▶ _TEXTE DE LECTURE_:
┌──

Il trouve en particulier un Édouard, né en 1845, dont il ne parvint malheureusement pas à retrouver le sort… En désespoir de cause, il tente sa dernière chance en entrant “Édouard Deliry” (entre guillemets) sur Google pour avoir la surprise de trouver une référence conduisant à la Bibliothèque généalogique de Geneanet, qu’il avait négligée. Grave omission, car elle regorge de données en tout genre, particulièrement précieuses en généalogie descendante. De retour sur Geneanet, il passe par l’onglet Rechercher pour accéder au formulaire de recherche de la bibliothèque. En entrant le seul patronyme Deliry, il obtient 480 résultats (qu’il va se hâter de visiter !) ; en ajoutant le prénom Édouard, il retrouve le résultat précédemment repéré, sur lequel il se précipite, ouvre en deux clics le document proposé (ci-dessus), point de départ de l’énigme du 1er avril, publiée sur notre site Internet.
Une donation en nue-propriété
La piste semble prometteuse. Voilà un Édouard Deliry, entrepreneur à Saumur, époux d’une Claire Davanne (fille d’un Onésime Davanne) et père d’un Léon Deliry, architecte à Saumur, et d’une fille Claire, encore mineure. Il s’agit d’un acte de donation en nue-propriété avec usufruit, rédigé par Me Achille Dupont, notaire dans la même ville. L’acte comporte de nombreuses dispositions juridiques, mais sa date n’est pas précisée… Qu’à cela ne tienne : on a là de quoi travailler, avec une ville, plusieurs personnages, dont un couple, comptant manifestement au rang de la petite bourgeoisie locale.

└──

▶ _OBJECTIF DE LA TÂCHE_: Recopiez fidèlement le passage du texte sur la recherche d'Édouard Deliry, en commençant à « Une donation en » et en terminant à « petite bourgeoisie locale. ». Les données ci-après sont indépendantes du texte.

(Données d'identification de position)
┌──

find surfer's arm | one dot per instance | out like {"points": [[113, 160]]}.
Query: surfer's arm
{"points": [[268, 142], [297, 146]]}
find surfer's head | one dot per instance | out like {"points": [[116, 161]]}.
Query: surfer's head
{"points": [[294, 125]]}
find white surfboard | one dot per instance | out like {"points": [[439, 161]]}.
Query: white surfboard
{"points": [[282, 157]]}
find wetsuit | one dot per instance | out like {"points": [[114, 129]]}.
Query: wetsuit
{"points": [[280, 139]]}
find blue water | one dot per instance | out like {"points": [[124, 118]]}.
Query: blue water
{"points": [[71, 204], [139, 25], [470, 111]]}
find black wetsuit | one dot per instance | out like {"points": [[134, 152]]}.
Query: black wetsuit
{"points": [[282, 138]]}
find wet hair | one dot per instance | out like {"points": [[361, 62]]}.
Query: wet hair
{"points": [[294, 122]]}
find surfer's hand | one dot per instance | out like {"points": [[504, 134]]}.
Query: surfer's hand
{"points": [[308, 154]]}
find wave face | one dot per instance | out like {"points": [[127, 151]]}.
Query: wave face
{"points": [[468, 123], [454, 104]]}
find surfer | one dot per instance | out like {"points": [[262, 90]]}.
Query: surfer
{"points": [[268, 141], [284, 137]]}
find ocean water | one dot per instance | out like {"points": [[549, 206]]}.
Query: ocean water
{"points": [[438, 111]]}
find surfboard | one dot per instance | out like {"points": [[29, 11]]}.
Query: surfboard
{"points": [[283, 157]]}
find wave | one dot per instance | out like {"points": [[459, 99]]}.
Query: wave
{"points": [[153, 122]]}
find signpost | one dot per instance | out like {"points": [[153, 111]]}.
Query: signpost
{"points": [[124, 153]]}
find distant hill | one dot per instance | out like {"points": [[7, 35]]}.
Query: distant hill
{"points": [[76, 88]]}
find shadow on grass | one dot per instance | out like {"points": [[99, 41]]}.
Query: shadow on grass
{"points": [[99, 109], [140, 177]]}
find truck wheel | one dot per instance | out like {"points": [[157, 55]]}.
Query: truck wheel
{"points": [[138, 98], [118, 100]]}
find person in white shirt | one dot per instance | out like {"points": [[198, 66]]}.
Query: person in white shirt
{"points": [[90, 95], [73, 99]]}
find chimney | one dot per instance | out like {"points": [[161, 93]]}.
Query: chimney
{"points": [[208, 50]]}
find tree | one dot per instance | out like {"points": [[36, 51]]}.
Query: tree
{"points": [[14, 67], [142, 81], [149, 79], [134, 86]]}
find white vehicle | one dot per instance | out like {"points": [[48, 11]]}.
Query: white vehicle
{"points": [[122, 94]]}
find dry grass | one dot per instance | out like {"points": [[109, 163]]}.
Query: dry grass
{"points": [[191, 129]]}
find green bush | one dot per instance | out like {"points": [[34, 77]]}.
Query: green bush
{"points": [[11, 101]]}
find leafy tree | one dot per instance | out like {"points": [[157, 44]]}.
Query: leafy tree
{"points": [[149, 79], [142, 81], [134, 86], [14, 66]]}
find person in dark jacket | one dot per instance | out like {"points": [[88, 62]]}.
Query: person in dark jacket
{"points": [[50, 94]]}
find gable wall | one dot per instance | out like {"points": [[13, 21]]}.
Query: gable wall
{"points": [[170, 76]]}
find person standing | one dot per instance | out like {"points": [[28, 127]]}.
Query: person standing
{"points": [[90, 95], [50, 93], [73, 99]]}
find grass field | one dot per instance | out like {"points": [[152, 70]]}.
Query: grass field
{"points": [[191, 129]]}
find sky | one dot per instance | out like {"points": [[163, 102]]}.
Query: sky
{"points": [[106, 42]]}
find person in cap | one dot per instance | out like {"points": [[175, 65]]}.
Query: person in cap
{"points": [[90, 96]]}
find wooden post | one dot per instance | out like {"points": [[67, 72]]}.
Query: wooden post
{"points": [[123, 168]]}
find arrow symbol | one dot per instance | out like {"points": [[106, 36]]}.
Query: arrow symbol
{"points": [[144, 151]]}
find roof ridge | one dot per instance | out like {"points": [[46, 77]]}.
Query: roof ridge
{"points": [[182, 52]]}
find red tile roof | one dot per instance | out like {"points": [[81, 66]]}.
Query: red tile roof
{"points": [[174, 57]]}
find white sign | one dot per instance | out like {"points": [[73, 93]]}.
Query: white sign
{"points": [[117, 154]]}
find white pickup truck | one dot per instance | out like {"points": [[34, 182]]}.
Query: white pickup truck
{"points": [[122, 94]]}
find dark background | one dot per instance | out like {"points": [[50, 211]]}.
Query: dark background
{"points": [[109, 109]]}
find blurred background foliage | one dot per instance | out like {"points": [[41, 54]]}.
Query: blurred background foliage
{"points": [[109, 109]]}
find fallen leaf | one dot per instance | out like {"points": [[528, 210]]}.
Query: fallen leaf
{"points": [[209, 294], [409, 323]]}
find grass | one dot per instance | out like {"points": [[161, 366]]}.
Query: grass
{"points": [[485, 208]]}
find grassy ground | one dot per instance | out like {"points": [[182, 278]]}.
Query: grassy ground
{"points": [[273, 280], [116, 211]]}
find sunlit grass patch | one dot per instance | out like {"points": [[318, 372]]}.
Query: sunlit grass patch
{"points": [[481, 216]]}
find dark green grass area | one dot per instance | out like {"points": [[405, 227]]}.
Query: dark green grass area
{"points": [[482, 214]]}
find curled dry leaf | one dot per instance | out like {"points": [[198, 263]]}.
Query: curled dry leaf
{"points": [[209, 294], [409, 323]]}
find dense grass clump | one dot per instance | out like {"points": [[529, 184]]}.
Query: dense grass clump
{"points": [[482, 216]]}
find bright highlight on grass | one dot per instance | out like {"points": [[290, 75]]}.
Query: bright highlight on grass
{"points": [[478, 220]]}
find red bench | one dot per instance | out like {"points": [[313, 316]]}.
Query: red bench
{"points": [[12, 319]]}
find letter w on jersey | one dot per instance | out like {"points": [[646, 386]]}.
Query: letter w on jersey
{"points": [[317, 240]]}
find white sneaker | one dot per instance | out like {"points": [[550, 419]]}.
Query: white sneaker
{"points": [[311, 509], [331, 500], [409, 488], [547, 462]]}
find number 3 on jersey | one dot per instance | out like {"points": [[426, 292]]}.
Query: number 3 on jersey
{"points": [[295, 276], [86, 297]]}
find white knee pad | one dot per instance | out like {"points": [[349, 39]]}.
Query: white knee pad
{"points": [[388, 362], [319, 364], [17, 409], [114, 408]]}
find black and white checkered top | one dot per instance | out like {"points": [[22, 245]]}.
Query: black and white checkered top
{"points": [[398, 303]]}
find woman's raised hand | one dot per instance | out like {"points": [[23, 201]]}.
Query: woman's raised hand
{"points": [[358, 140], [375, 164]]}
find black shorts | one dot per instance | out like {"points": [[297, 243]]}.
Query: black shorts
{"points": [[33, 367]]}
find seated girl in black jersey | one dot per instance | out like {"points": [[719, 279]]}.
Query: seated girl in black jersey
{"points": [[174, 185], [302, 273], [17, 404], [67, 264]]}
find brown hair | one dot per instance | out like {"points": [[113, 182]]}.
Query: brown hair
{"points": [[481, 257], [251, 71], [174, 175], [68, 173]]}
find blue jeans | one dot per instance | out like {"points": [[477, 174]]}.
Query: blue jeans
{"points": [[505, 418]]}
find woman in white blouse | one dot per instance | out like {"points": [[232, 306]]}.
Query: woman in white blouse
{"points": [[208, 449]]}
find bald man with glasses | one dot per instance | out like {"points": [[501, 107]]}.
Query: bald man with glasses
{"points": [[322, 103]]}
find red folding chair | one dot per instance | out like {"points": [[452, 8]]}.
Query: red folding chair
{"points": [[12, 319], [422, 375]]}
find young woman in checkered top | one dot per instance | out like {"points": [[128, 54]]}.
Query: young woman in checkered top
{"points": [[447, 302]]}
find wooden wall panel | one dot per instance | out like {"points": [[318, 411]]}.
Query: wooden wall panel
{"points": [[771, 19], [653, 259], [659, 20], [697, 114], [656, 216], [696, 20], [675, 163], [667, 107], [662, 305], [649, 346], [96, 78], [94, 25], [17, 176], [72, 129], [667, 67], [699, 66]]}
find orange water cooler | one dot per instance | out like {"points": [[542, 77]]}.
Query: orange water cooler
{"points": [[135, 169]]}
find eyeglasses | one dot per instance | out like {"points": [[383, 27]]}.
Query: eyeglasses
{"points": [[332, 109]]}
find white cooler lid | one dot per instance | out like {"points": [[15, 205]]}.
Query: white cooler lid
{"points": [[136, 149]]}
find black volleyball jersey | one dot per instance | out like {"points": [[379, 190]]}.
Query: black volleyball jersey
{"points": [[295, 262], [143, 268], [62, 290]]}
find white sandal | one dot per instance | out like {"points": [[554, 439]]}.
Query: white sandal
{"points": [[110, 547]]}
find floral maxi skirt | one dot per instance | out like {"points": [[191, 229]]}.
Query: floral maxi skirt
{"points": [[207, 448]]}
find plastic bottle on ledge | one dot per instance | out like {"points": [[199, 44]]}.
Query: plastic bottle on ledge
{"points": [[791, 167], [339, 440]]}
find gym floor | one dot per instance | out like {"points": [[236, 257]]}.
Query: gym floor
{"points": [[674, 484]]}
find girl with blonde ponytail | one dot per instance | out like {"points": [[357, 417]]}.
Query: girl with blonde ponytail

└──

▶ _RÉPONSE COMPLÈTE_:
Une donation en nue-propriété
La piste semble prometteuse. Voilà un Édouard Deliry, entrepreneur à Saumur, époux d’une Claire Davanne (fille d’un Onésime Davanne) et père d’un Léon Deliry, architecte à Saumur, et d’une fille Claire, encore mineure. Il s’agit d’un acte de donation en nue-propriété avec usufruit, rédigé par Me Achille Dupont, notaire dans la même ville. L’acte comporte de nombreuses dispositions juridiques, mais sa date n’est pas précisée… Qu’à cela ne tienne : on a là de quoi travailler, avec une ville, plusieurs personnages, dont un couple, comptant manifestement au rang de la petite bourgeoisie locale.